*** Data extract Section Begins ***

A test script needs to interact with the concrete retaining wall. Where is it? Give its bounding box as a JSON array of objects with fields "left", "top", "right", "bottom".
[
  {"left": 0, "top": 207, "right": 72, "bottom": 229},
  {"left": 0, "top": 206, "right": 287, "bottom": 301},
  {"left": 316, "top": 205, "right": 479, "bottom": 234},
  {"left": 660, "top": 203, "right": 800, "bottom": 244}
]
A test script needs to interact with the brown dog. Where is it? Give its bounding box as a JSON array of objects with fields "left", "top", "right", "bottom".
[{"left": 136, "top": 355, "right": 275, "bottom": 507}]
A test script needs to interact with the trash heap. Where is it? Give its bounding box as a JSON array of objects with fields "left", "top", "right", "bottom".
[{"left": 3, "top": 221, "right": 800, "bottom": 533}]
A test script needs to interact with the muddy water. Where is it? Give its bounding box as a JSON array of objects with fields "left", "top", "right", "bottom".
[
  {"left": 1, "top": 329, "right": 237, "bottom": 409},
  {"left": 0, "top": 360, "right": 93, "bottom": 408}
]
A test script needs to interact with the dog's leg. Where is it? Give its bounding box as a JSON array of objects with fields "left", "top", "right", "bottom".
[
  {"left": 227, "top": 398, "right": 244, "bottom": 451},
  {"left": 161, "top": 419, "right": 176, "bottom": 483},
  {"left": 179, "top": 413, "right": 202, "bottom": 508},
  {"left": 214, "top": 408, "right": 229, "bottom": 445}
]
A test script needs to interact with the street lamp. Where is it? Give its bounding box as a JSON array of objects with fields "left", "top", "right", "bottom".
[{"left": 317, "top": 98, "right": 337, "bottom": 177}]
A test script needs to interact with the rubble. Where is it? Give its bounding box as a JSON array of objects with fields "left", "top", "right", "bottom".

*** Data extract Section Ends ***

[What is required]: Word for word, copy out all the data given above.

[Task output]:
A test script needs to interact with the concrete retaining wall. Where is it? Give its bounding box as a JSON array of objects with fields "left", "top", "right", "bottom".
[
  {"left": 0, "top": 207, "right": 72, "bottom": 229},
  {"left": 0, "top": 206, "right": 287, "bottom": 301},
  {"left": 316, "top": 205, "right": 479, "bottom": 234},
  {"left": 660, "top": 203, "right": 800, "bottom": 244}
]
A test script needs to interact with the brown dog. Where is it? Give its bounding box as a JSON array of objects with fields "left", "top", "right", "bottom".
[{"left": 136, "top": 355, "right": 275, "bottom": 507}]
A test script needs to interact with the trash heap. Where is it? Give its bounding box as a JSON array of objects with fields "left", "top", "right", "bottom".
[{"left": 3, "top": 221, "right": 800, "bottom": 533}]
A test script needs to interact with the muddy water. Where is it? Give its bounding box as a JSON array of objects with fields "left", "top", "right", "bottom".
[
  {"left": 1, "top": 329, "right": 237, "bottom": 409},
  {"left": 0, "top": 360, "right": 93, "bottom": 408}
]
A test script needs to interact with the dog's leg. Where is it? Give its bounding box as a JSON array of objects with fields "left", "top", "right", "bottom".
[
  {"left": 227, "top": 398, "right": 244, "bottom": 451},
  {"left": 161, "top": 419, "right": 176, "bottom": 483},
  {"left": 179, "top": 413, "right": 202, "bottom": 508},
  {"left": 214, "top": 408, "right": 229, "bottom": 445}
]
A test script needs to interact with the street lamp. Where is it? Give its bounding box as a JSON array of objects with fields "left", "top", "right", "bottom".
[{"left": 317, "top": 98, "right": 337, "bottom": 177}]
A test script needs to interact with the rubble. Where is it? Give its bounding box as a JSON array of objects with fields "left", "top", "right", "bottom".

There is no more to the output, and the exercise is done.